### WRITTEN TASK A
In the interview about the ARCO art fair, what is the name of the programme ARCO runs with some of the main institutions of the country?
### WRITTEN TASK B
Transcribe the passage of the interview about the ARCO art fair from "This comment by" to "in the Fair?".
### WRITTEN TASK C
List every group of Fair visitors that the interview about the ARCO art fair names as receiving specialised programmes.

### EXTRACT PROVIDED
..............................

Normally, the media tends to analyse ARCO's success by sales volume and number of visitors. In your opinion, what aspects should be taken into account when measuring the outreach of the Fair?

It is obvious that sales and number of visitors are a priority when talking about a market structure, but it is also important to consider how the necessary atmosphere to generate this is created. ARCO has concentrated on, and I think that we are pioneers in this, distinguishing the visitors to the Fair through specialised programmes for collectors, gallery owners, theoreticians, journalists etc. addressing their needs and ensuring connecting links between them. No doubt, one of ARCO’s main achievements, which I consider fundamental when measuring the outreach of the Fair, is the increase in the number private collectors in this country, a sector which was inexistent a few years ago. Giving a voice to collectors is crucial if we want to build a contemporary art heritage.

Let us imagine a situation that has already occurred on more than one occasion: a minister comes to ARCO and buys a work of art. What is the message given? What should be the role of institutions with regard to ARCO? (I am referring to institutions whose work is associated with contemporary art, whether programming or organising a collection) What do you think should be the role of the institutions with regard to contemporary art?

To establish the base for a solid contemporary art heritage, institutions and their representatives should and must get involved in the process.  For several years now ARCO has been engaged in a programme called Proyecto Salas, with the participation of some of the main institutions of this country, to ensure a real link for interchange and a common exhibition space. We have also seen a progressive increase in the number of institutions that come to ARCO to purchase art, enriching the national heritage and ensuring that the fabulous architectural spaces that have proliferated in Spain in the last twenty years house international collections and that they establish an itinerant circuit of exhibitions with other foreign institutions. These spaces also contribute to the public’s appreciation of and education in art.

“Neither ARCO nor any other international art fair reflects what is currently happening. Because the primary objective of the galleries that come to these events is to sell as many works of art as possible. This commercial vision of art often goes against current creative proposals. ARCO is an event for visitors to go and see the work of well-known and consolidated artists, those highly valued in the market, but far removed from a space for promoting or launching new talent.”

This comment by Rafael Tous, published in the magazine, Lateral, I think underlies various aspects that you could perhaps explain, comment or challenge:

ARCO has promoted artists that are now already part of the international mainstream as rising talent. Yes, art is sold in ARCO because it is a Fair, but it is also a very diverse exhibit of what is happening in no less than thirty-five countries. ARCO organises a series of programmes curated by some of the most important international curators, apart from the general programme of galleries, where there is room for different kinds of projects with alternative supports, highlighting the Fair’s interest in current creations.

This combination and display of commercial activity and cultural activity; how do you think it is perceived by the community of gallery owners and artists who participate in the Fair?

ARCO strives to ensure that the cultural activity that necessarily surrounds the Fair is directed and approached with the highest respect for the gallery context by ensuring that it interferes as less as possible with their commercial activity and that the space which they undoubtedly are the stars of is a quiet space and lends itself to their activities. However, we are also aware that the more attractive the Fair’s cultural programme, in harmony with what is happening in the city, the more professionals and collectors of contemporary art will be attracted by our cultural and commercial offer.

..............................

### EXTRACTED ENTRIES
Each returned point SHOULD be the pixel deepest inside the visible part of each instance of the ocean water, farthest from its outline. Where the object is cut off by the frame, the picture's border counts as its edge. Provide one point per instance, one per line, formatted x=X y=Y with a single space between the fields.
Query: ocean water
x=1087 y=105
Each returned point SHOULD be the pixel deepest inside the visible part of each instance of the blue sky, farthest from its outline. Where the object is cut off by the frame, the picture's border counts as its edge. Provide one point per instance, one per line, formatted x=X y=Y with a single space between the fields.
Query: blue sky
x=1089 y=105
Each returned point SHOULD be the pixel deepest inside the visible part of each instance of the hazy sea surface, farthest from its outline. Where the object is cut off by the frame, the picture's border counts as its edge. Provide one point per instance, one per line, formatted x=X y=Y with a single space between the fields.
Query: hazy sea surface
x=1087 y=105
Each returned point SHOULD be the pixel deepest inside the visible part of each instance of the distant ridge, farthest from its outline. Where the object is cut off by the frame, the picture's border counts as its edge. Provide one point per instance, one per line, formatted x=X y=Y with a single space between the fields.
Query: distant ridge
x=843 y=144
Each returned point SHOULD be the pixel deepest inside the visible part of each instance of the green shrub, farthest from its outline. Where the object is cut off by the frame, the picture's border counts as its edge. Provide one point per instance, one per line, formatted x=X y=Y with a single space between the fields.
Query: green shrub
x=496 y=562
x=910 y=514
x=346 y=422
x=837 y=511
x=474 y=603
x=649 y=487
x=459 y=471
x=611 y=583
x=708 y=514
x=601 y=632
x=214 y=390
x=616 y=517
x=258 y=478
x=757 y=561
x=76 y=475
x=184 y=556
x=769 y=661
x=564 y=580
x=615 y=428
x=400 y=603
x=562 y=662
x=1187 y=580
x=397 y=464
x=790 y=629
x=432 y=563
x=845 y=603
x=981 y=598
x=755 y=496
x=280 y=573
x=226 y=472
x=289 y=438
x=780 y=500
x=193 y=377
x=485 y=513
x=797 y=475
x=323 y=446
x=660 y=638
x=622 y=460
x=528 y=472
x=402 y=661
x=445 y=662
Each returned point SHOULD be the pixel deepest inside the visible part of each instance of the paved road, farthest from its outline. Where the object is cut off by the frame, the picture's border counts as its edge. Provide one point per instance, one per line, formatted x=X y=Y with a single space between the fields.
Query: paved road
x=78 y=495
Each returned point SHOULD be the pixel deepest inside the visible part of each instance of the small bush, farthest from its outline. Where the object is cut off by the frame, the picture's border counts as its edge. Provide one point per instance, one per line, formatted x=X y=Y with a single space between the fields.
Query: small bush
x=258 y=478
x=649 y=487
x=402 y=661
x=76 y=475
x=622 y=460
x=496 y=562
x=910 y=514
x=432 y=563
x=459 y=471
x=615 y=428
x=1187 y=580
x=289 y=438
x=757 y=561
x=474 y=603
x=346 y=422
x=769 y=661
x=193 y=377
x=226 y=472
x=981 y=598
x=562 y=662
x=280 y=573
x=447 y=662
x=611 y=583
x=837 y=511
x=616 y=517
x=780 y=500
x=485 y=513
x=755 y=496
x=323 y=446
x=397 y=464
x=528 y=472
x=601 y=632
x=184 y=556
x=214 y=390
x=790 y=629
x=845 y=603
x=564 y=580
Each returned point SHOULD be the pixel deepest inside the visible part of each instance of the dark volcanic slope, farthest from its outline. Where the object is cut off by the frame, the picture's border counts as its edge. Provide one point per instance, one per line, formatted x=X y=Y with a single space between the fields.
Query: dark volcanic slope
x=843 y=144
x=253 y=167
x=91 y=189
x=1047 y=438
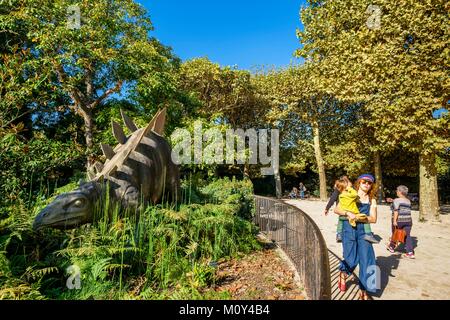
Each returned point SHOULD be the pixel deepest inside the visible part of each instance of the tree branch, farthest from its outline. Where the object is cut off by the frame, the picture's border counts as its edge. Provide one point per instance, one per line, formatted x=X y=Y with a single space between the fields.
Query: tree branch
x=107 y=93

..............................

### EXERCISE OUTPUT A
Proyecto Salas.

### EXERCISE OUTPUT B
This comment by Rafael Tous, published in the magazine, Lateral, I think underlies various aspects that you could perhaps explain, comment or challenge:

ARCO has promoted artists that are now already part of the international mainstream as rising talent. Yes, art is sold in ARCO because it is a Fair, but it is also a very diverse exhibit of what is happening in no less than thirty-five countries. ARCO organises a series of programmes curated by some of the most important international curators, apart from the general programme of galleries, where there is room for different kinds of projects with alternative supports, highlighting the Fair’s interest in current creations.

This combination and display of commercial activity and cultural activity; how do you think it is perceived by the community of gallery owners and artists who participate in the Fair?

### EXERCISE OUTPUT C
Collectors, gallery owners, theoreticians, journalists